What is needed
Take the material below and output exactly the run of lines from the one containing "Phrase: office chair" down to the one containing "Phrase: doctor's eyeglasses", with both included.

Supplied data
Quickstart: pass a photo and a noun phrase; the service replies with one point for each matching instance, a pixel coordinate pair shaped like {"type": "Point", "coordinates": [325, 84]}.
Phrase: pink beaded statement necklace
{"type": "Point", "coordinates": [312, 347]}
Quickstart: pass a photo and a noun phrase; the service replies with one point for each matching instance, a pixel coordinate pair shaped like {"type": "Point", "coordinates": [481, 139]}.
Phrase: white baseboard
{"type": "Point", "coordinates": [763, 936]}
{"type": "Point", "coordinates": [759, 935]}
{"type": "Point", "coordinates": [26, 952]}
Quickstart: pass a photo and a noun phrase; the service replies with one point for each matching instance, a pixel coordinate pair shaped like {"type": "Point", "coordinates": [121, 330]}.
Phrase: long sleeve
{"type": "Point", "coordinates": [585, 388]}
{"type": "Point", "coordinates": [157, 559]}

---

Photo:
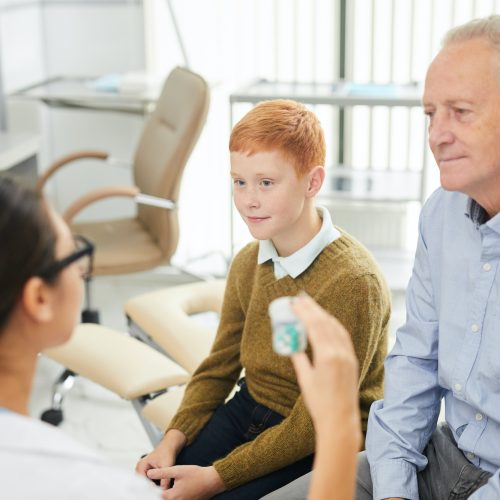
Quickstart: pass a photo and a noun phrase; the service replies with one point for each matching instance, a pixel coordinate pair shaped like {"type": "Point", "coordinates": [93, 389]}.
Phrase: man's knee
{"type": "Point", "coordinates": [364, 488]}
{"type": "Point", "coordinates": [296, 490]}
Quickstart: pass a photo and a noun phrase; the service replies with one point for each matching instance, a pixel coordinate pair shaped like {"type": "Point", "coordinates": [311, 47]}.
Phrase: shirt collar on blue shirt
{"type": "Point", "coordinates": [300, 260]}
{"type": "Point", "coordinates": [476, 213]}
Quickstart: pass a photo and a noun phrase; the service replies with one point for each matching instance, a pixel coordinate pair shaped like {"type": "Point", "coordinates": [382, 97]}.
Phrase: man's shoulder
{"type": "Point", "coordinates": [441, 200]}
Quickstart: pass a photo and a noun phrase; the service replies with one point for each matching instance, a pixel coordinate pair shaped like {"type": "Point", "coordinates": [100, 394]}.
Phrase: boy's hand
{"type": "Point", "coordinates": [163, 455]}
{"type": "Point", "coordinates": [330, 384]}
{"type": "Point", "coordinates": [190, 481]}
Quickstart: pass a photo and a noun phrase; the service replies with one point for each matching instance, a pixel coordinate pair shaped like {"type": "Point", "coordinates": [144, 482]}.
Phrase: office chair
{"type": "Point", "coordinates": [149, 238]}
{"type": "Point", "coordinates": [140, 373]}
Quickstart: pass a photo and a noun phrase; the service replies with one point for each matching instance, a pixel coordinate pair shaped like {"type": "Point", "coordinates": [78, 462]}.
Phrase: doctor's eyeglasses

Answer below
Phrase: office chair
{"type": "Point", "coordinates": [149, 238]}
{"type": "Point", "coordinates": [140, 373]}
Quickstart: pass a photo and a noun phrase; the service replies with one point for each matching instance, a pixel coordinate pair shaped like {"type": "Point", "coordinates": [78, 462]}.
Phrase: doctor's eyeglasses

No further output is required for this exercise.